◆ Ihre Aufgaben
1 > Geben Sie den Textauszug von "Manche Städte profitierten" bis hinunter zu "Traumwelt aus Zement." wieder. Benennen Sie dabei "Stadtbaurat" in "Baudezernent" um.
2 > Beantworten Sie anhand des Textauszugs die folgenden Fragen:
(a) Wozu wurden die Grundeigentümer abgefunden?
(b) Als was wurde jeder Architekt behandelt?
(c) Wie viele Säulen einer Stadt sollten am Horizont für jeden erkennbar sein?
3 > Entscheiden Sie, ob die folgenden Aussagen mit dem Textauszug übereinstimmen. Belegen Sie jede Antwort mit einem genauen Zitat:
(a) Die Hochstraße bestand aus Holz.
(b) Bauunternehmer hatten in dieser Zeit viel zu tun.
(c) Alle Städte profitierten von diesen Entwicklungen.

◆ Textauszug
---

Es war die Zeit der Planer und Macher mit Beziehungen zur Politik und Verbindungen zur Bauwirtschaft. Bauunternehmer jeglicher Schattierung hatten viel zu tun. Die Beziehungsdrähte glühten, jeder war sich nahe. An den Theken der Stadt boomten die Geschäfte. Abends gesoffen, morgens getroffen. So wurden Bürgermeister zu Machern und profitierten von chancenreichen Verbindungen. Ob Sonderpreise für private Baugrundstücke oder Schwimmbäder, die von bekannten Bauunternehmern in die große Bausumme gepackt wurden. Jeder bekam etwas ab vom großen Kuchen.

Manche Städte profitierten von diesen Entwicklungen, andere litten unter nicht mehr gut zu machenden Bausünden dieser Zeit. Auch der Stadtbaurat einer kleinen Stadt am Rande des Ruhrgebietes träumte den wunderbaren Traum einer Lebensverwirklichung in Steinen. Fest betoniert und für immer gegossen, so sollte sie aussehen die Traumwelt aus Zement.

Das erste Denkmal war bereits geschaffen. Eine sogenannte Hochstraße aus festem Beton, die Straßenfläche in Spuckweite von Wohnzimmerfenstern und Balkonfassaden. Grundeigentümer wurden abgefunden, um diese Bausünde abzusegnen. Sie sagten Ja zum schnellen Geld und übersahen das Nein für die Zukunft.

Ein Mensch, der mit seinen Untergebenen, Abhängigen gnadenlos umging und manchem für immer „seelisch das Rückgrat“ brach. Ein Chef und Vorgesetzter, der in hinterhältiger Weise einem sehbehinderten Beamten bei dessen Referat in die dunkelste Ecke zitierte und ihm damit jeden Nachteil gönnerhaft einräumte. Dieser Mensch, der jeden Architekten als armseligen Bittsteller behandelte, rühmte sich, in dieser kleinen Stadt Zeichen für die Zukunft zu setzen, für ihn und für ewig über die Stadtgrenzen hinaus. So sollte ein weiterer Traum in Erfüllung gehen. Fünf Säulen einer Stadt, am Horizont für jeden erkennbar.

---

(Punktbasierte Annotationsdaten)
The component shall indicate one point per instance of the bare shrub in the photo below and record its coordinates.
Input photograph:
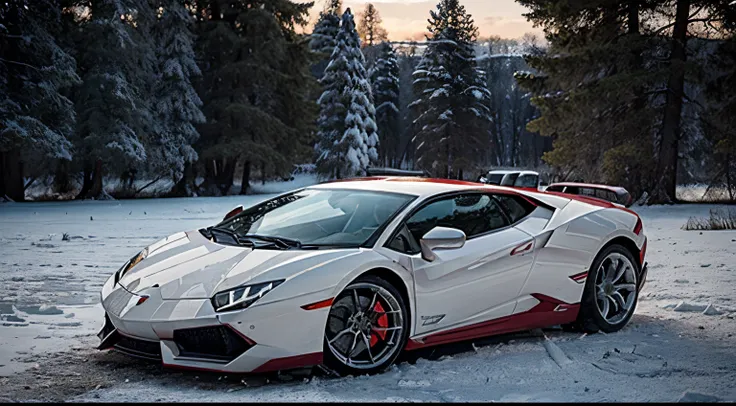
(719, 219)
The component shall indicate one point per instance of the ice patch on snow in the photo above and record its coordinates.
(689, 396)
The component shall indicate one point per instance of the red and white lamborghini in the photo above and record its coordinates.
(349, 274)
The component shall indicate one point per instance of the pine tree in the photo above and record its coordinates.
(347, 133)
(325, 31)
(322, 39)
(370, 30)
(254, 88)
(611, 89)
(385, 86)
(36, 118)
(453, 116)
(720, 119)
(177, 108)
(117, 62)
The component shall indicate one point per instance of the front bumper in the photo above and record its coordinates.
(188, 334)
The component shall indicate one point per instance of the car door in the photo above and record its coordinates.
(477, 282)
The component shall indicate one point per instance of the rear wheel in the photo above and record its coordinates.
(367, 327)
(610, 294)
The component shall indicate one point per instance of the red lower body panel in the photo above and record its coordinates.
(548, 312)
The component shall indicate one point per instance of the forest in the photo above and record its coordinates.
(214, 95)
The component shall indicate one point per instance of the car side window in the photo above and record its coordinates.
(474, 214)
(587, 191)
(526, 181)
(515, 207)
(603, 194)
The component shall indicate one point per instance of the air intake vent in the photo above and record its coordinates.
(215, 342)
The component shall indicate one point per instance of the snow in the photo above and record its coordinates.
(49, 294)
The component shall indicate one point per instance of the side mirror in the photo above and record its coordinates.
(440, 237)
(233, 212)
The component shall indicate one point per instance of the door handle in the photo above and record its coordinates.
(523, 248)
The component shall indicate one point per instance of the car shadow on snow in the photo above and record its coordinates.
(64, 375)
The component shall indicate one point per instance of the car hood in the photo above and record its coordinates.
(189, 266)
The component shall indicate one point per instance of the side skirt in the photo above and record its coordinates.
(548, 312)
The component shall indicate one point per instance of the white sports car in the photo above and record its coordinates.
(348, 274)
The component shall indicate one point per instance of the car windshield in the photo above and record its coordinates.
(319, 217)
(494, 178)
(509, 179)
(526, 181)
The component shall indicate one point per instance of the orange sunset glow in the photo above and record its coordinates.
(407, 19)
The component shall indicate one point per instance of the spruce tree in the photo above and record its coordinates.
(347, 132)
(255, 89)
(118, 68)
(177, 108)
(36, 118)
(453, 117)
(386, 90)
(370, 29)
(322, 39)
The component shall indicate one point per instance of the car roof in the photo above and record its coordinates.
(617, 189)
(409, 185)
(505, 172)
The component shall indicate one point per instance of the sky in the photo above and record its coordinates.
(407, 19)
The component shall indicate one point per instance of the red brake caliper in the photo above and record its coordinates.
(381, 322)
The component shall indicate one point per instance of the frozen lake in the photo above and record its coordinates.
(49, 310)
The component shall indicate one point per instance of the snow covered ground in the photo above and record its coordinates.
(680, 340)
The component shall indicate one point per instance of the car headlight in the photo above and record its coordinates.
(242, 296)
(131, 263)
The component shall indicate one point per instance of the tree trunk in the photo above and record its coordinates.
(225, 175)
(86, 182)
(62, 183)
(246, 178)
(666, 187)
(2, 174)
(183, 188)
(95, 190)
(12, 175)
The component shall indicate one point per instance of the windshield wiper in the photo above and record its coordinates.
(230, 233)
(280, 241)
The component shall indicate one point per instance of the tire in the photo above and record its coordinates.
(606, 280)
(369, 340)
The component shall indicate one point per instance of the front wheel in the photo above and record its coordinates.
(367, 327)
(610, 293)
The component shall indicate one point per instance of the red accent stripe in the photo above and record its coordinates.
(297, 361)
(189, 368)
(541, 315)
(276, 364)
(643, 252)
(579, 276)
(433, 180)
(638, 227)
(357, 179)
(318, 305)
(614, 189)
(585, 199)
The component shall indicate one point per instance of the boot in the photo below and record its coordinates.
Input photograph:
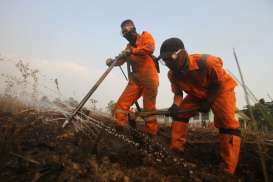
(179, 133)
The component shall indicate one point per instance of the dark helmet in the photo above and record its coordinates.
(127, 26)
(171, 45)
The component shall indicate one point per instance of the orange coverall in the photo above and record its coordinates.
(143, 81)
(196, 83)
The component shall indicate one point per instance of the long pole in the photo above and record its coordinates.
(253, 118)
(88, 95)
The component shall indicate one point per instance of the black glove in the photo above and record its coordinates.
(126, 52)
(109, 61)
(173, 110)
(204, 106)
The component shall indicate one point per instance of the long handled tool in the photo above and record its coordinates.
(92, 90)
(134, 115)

---

◆ Die Lösungen
1 >
Manche Städte profitierten von diesen Entwicklungen, andere litten unter nicht mehr gut zu machenden Bausünden dieser Zeit. Auch der Baudezernent einer kleinen Stadt am Rande des Ruhrgebietes träumte den wunderbaren Traum einer Lebensverwirklichung in Steinen. Fest betoniert und für immer gegossen, so sollte sie aussehen die Traumwelt aus Zement.

2 >
(a) Sie wurden abgefunden, um die Bausünde der Hochstraße abzusegnen.
(b) Jeder Architekt wurde als armseliger Bittsteller behandelt.
(c) Es sollten fünf Säulen sein.

3 >
(a) Nein: „Eine sogenannte Hochstraße aus festem Beton“
(b) Ja: „Bauunternehmer jeglicher Schattierung hatten viel zu tun.“
(c) Nein: „Manche Städte profitierten von diesen Entwicklungen, andere litten unter nicht mehr gut zu machenden Bausünden dieser Zeit.“